_JOB ITEM_
Copy the material from its beginning up to and including the line with "box: [0, 0, 54, 265]", changing every "rough mask" to "coarse mask" and keeping everything else the same.

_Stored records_
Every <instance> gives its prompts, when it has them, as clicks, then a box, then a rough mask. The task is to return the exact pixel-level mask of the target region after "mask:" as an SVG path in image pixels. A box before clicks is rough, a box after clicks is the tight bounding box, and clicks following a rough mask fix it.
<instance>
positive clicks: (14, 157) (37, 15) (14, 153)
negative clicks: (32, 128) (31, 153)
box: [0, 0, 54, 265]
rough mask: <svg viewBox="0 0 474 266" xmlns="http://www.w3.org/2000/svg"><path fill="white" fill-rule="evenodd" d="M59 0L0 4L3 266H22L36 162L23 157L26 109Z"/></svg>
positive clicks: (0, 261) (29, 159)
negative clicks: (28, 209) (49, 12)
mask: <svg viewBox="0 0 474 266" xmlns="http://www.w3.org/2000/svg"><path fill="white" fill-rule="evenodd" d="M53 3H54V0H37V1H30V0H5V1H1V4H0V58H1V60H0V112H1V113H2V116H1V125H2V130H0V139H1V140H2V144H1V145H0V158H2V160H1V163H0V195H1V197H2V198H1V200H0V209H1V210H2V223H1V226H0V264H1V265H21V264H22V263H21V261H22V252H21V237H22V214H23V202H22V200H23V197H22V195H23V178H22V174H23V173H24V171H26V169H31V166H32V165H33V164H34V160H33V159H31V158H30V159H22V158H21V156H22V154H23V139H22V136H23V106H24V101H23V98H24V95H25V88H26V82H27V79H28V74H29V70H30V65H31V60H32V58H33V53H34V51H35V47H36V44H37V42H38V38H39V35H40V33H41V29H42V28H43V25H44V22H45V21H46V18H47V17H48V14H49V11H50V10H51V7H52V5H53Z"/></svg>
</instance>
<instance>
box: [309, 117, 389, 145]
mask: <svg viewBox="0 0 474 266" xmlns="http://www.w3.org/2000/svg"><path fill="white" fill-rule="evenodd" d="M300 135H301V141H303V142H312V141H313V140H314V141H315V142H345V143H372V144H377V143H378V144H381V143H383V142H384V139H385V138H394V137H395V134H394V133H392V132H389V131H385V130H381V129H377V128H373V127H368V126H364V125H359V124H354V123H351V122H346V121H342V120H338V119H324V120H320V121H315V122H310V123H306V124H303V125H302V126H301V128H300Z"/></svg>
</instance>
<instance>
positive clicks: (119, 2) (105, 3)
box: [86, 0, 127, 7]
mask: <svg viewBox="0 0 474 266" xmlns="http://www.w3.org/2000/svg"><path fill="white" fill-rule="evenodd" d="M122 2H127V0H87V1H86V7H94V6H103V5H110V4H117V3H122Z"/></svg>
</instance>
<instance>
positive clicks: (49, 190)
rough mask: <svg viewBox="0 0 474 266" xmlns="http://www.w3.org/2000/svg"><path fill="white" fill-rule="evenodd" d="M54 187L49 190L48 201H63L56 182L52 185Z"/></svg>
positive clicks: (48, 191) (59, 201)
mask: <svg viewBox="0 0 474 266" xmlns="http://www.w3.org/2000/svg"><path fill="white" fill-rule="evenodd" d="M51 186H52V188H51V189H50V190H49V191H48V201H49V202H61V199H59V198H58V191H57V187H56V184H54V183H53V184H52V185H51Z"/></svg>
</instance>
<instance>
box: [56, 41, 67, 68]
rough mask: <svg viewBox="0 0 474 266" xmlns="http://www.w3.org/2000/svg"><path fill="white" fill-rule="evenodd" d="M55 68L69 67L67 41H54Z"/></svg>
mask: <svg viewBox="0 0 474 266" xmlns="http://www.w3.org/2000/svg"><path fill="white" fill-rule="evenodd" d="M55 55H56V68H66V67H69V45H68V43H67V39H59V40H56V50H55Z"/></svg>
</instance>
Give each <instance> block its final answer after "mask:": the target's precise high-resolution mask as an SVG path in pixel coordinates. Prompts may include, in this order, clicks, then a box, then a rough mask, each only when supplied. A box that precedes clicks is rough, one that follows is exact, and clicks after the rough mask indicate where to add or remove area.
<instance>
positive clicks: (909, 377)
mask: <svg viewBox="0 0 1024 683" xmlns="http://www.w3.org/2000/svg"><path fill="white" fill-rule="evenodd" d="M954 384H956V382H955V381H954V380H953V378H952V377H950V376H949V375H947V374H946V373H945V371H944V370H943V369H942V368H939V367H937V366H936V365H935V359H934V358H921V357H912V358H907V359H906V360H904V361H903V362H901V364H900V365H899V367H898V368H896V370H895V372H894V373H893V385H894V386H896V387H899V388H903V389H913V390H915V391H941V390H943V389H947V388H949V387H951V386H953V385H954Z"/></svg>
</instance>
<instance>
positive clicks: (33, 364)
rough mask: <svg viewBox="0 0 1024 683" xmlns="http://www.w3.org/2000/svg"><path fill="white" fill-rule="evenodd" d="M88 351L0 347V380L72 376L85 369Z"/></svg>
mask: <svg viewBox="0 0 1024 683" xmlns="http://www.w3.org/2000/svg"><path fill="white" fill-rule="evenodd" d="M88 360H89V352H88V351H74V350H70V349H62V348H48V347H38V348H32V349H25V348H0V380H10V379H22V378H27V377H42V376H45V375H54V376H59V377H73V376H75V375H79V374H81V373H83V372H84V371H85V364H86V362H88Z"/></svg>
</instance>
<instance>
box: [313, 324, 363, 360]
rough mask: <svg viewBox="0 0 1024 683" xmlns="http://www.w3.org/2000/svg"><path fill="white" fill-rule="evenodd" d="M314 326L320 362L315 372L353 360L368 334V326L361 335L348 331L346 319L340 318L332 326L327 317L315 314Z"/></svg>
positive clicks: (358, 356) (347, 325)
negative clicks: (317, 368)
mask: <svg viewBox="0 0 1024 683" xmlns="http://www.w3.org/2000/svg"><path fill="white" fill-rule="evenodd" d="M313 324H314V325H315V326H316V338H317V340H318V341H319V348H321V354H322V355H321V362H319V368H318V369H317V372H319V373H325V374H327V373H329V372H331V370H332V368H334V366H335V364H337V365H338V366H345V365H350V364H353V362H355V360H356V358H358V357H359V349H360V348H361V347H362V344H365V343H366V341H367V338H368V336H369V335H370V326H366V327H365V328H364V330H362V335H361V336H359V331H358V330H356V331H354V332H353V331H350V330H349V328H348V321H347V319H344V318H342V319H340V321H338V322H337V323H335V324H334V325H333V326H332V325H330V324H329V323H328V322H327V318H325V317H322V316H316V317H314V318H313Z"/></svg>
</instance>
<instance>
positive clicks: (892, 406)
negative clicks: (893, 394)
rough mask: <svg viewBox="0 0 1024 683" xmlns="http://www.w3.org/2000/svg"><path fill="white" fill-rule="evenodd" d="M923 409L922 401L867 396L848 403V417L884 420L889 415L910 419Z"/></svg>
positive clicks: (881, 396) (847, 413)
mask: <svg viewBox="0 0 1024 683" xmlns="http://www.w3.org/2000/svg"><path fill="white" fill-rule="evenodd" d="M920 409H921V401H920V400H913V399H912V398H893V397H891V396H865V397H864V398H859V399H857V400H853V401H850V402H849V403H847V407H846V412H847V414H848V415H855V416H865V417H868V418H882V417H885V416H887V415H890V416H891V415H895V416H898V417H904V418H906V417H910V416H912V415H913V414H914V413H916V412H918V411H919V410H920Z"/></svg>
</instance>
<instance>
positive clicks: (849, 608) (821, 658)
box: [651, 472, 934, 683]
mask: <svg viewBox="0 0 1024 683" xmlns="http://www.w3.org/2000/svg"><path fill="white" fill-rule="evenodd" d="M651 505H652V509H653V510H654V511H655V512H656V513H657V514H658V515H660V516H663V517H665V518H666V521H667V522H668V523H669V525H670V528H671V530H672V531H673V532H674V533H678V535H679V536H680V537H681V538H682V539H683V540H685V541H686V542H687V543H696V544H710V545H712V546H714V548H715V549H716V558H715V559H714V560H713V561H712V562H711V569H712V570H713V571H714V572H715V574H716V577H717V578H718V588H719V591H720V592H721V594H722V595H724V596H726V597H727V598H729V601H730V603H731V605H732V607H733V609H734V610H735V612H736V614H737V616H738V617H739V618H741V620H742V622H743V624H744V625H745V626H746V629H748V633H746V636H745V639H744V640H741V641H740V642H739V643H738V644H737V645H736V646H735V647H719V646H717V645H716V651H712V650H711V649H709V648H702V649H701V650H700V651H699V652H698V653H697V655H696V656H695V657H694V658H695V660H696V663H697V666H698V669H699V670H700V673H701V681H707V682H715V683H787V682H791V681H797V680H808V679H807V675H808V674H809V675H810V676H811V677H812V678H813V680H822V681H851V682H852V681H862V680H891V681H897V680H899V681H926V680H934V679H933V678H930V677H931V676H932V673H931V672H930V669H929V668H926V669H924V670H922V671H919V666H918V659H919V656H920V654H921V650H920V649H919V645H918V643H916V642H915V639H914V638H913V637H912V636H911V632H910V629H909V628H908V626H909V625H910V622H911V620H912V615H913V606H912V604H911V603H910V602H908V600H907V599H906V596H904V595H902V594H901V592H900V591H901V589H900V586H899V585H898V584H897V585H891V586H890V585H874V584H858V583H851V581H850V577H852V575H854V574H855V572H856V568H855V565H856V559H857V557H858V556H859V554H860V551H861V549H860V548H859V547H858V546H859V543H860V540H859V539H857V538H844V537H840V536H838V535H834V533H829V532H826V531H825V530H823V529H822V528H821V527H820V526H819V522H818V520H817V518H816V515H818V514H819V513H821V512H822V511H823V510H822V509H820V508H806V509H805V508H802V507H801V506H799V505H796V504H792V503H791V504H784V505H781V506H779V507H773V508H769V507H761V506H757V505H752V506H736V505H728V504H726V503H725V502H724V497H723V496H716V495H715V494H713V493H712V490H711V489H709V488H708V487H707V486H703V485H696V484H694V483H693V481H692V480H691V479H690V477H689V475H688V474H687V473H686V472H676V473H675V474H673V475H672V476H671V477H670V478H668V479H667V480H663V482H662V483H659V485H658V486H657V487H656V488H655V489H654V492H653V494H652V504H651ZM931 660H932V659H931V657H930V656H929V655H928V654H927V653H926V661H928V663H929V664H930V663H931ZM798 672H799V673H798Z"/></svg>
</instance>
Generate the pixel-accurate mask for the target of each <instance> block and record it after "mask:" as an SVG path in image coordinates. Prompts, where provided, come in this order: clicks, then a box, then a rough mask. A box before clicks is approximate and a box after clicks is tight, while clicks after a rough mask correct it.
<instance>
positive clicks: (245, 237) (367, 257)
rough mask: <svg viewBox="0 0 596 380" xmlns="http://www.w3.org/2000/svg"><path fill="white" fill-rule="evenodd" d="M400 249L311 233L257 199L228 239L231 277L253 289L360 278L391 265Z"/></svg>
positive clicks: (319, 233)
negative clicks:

_EXERCISE ANSWER_
Every <instance> gives its prompts, when it has them, as clicks, then a box, then a coarse mask. The task is to return the exact pixel-level mask of the target region after "mask:" as an SVG path in image pixels. A box before clicks is rough, a box after clicks is the tight bounding box, and clicks following a coarse mask fix it.
<instance>
positive clicks: (14, 157) (37, 15) (14, 153)
negative clicks: (32, 128) (31, 153)
box: [0, 0, 54, 265]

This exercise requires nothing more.